**SELECTED TEXT:**
======
Despite that intuition, the chances of regaining her abilities appeared slim, as did the survival of their marriage. In the hospital, Jay and the family learned 90 percent of couples their age divorce following a medical crisis to one spouse.
"About two months into my ordeal a well-meaning social worker told my father-in-law that he needed to get his son out of there," said Katherine. "That the hospital grind was too much, that under 30-year-olds could never stay married through this kind of tragedy, that Jay was going to blow, have a panic attack, peace out, there was no more."
Jay's dad suggested a trip to Yosemite, but Jay refused, determined to wait for Katherine. His dad told the social worker they would wait for the trip, and that he thought their marriage would turn out just fine.
"We're grateful that we can be a team, and from the first day of our life taking this dramatically different course God has just really given us a sense that we're doing it together," said Jay.
One Miracle at a Time
After months in the hospital, Katherine's healing defied predictions one miracle at a time. As things progressed, Katherine moved into a rehabilitation center.
"When we entered into this next longer phase of recovery and brain rehab, it was pretty shocking to be in and among this community of people who were all in the worst place in their life," remembered Jay.
Jay and their son lived nearby while Katherine had to stay at the rehabilitation center with the other patients. Even in those surroundings, Katherine and Jay saw an opportunity.
"I felt this holy burden to really love them, come alongside, just provide a different voice than the ones they were hearing, and just really share for me the hope and faith that I felt, that everything is going to be okay in the end," said Katherine.
======
**DATA:**
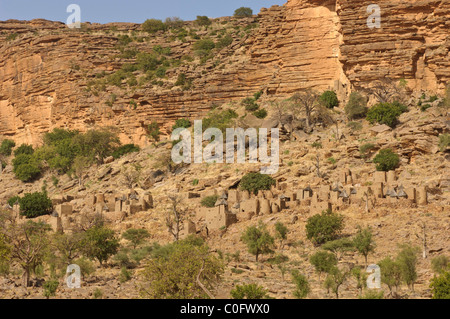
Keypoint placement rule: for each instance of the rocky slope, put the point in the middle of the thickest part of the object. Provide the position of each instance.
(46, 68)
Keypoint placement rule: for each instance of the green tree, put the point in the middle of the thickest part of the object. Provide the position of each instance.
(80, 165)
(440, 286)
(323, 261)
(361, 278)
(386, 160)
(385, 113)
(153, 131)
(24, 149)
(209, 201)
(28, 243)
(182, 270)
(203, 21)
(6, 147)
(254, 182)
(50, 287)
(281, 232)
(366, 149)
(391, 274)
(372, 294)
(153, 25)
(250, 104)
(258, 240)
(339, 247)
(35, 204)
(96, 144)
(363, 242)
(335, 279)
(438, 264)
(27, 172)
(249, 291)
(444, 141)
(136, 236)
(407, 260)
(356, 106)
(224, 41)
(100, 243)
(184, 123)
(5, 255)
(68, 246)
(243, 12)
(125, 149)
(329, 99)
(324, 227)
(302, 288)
======
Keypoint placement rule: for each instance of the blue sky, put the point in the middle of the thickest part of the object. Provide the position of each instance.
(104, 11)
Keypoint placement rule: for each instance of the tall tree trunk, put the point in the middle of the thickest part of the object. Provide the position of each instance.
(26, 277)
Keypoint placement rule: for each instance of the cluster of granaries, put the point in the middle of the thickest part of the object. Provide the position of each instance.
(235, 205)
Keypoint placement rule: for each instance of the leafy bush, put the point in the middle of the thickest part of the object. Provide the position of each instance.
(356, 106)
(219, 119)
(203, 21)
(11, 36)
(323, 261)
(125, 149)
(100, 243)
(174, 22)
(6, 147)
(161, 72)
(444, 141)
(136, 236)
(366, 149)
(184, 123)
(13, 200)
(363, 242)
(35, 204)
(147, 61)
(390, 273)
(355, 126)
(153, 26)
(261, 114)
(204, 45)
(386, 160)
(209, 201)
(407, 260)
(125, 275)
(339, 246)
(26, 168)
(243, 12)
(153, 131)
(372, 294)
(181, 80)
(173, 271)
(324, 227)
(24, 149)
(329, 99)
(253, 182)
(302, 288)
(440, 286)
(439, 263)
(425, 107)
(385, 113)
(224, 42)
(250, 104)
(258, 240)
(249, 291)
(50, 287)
======
In the text about Katherine and Jay, where did Katherine move as her healing progressed after months in the hospital? The records are separate material and have no connection to the text about Katherine and Jay.

She moved into a rehabilitation center.